• Record set:
━━━━━━━━━━━━━━━━━━━━

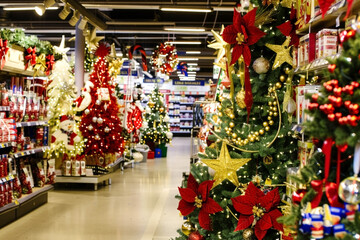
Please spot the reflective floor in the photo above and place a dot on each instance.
(139, 205)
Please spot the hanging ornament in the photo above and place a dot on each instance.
(187, 228)
(261, 65)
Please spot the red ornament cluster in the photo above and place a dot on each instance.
(335, 102)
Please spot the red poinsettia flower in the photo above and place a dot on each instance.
(258, 209)
(197, 196)
(289, 27)
(242, 33)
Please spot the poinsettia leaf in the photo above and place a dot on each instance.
(270, 200)
(252, 190)
(204, 189)
(185, 208)
(285, 28)
(204, 220)
(275, 214)
(265, 222)
(236, 53)
(254, 34)
(229, 34)
(244, 204)
(249, 18)
(260, 234)
(211, 206)
(192, 183)
(244, 222)
(187, 194)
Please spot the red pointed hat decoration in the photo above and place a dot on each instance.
(143, 54)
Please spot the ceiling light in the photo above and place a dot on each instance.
(182, 9)
(184, 29)
(188, 42)
(40, 10)
(193, 52)
(75, 18)
(65, 12)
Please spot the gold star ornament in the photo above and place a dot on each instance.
(225, 167)
(282, 53)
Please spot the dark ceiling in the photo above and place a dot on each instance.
(129, 23)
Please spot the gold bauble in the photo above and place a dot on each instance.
(188, 228)
(240, 98)
(282, 78)
(248, 234)
(268, 160)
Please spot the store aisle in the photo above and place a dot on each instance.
(139, 205)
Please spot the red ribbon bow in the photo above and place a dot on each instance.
(331, 189)
(30, 57)
(50, 60)
(3, 51)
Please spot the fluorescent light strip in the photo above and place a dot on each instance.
(168, 9)
(193, 52)
(188, 42)
(184, 29)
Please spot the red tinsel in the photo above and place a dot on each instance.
(101, 125)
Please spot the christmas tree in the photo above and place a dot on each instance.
(61, 92)
(156, 129)
(253, 143)
(326, 203)
(100, 124)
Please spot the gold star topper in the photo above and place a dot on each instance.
(225, 167)
(282, 53)
(218, 44)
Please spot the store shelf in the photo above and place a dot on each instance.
(4, 108)
(29, 124)
(338, 10)
(30, 151)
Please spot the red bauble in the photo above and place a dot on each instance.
(195, 236)
(331, 68)
(298, 196)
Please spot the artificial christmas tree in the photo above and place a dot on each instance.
(156, 128)
(61, 93)
(100, 124)
(254, 145)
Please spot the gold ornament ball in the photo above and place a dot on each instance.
(282, 78)
(248, 234)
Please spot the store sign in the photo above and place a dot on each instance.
(189, 83)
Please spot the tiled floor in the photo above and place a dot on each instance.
(139, 205)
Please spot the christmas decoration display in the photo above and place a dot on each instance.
(250, 142)
(155, 113)
(164, 59)
(328, 207)
(100, 125)
(61, 92)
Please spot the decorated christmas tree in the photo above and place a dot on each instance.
(252, 139)
(66, 139)
(326, 202)
(100, 124)
(156, 128)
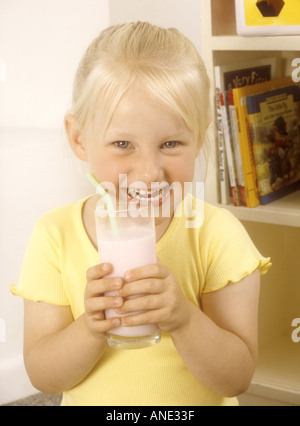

━━━━━━━━━━━━━━━━━━━━

• Objective: Reproduce every line of the entries above verbatim, omitting the pictures.

• The reply:
Please spot the reflective floor in the photo above and place a dot on each instance.
(139, 205)
Please spot the hanging ornament in the photo above and place a dot on each instance.
(187, 228)
(261, 65)
Please spot the red ornament cluster in the photo above and place a dot on each instance.
(335, 102)
Please spot the red poinsettia flower in the photo above and place a dot on each instance.
(258, 209)
(197, 196)
(289, 27)
(242, 33)
Please spot the poinsettia leaf in the photo above and place a dot on each instance.
(270, 200)
(252, 190)
(204, 189)
(185, 208)
(285, 28)
(204, 220)
(275, 214)
(265, 222)
(236, 53)
(254, 34)
(229, 34)
(244, 204)
(249, 18)
(260, 234)
(211, 206)
(192, 183)
(244, 222)
(187, 194)
Please spot the red pointed hat decoration in the photo above and place a dot on each instance.
(143, 54)
Please spot the ceiling light in the photo above and place a dot on each instance.
(182, 9)
(184, 29)
(188, 42)
(40, 10)
(193, 52)
(75, 18)
(65, 12)
Please spot the gold star ornament in the photo above and place a dot on each instance.
(225, 167)
(282, 53)
Please spot the dark ceiling in the photo above and place a dot on each instance.
(129, 23)
Please spot the gold bauble in the photo above and place a dot on each instance.
(188, 228)
(240, 98)
(282, 78)
(248, 234)
(268, 160)
Please spot the store aisle in the photo above and place a dot on each instance.
(139, 205)
Please spot the red ribbon bow in the photo above and place a dot on each instance.
(331, 189)
(30, 57)
(50, 60)
(3, 51)
Please spot the fluorescent light strip in the photo above and place a dot on each instance.
(168, 9)
(193, 52)
(188, 42)
(184, 29)
Please spot the red tinsel in the photo above and place a dot on each instance.
(101, 125)
Please spot the christmas tree in the photo above and place a dot on each instance.
(61, 92)
(156, 129)
(253, 143)
(326, 203)
(100, 124)
Please spot the gold star topper in the photo above and place a dot on each instance.
(225, 167)
(282, 53)
(218, 44)
Please spot the store shelf in the photo above and place a dot on each instance.
(4, 108)
(29, 124)
(338, 10)
(30, 151)
Please spot the red bauble in the photo above and place a dot on each instance.
(195, 236)
(331, 68)
(298, 196)
Please spot the artificial christmas tree in the photo above and place a dot on each instance.
(156, 128)
(61, 93)
(100, 124)
(254, 145)
Please spot the gold ornament ball in the photo above and place a dot on each instance.
(282, 78)
(248, 234)
Please spot the store sign in the photo above and place a dot on each instance.
(189, 83)
Please spot the tiled floor in the photo above and place a dot on each instance.
(139, 205)
Please spot the christmas decoration display in the photo above and place a dot on each instance.
(250, 142)
(155, 113)
(164, 59)
(328, 207)
(100, 125)
(61, 92)
Please spot the decorated christmas tree in the photo above and place a dot on each instance.
(252, 139)
(66, 139)
(326, 202)
(100, 124)
(156, 128)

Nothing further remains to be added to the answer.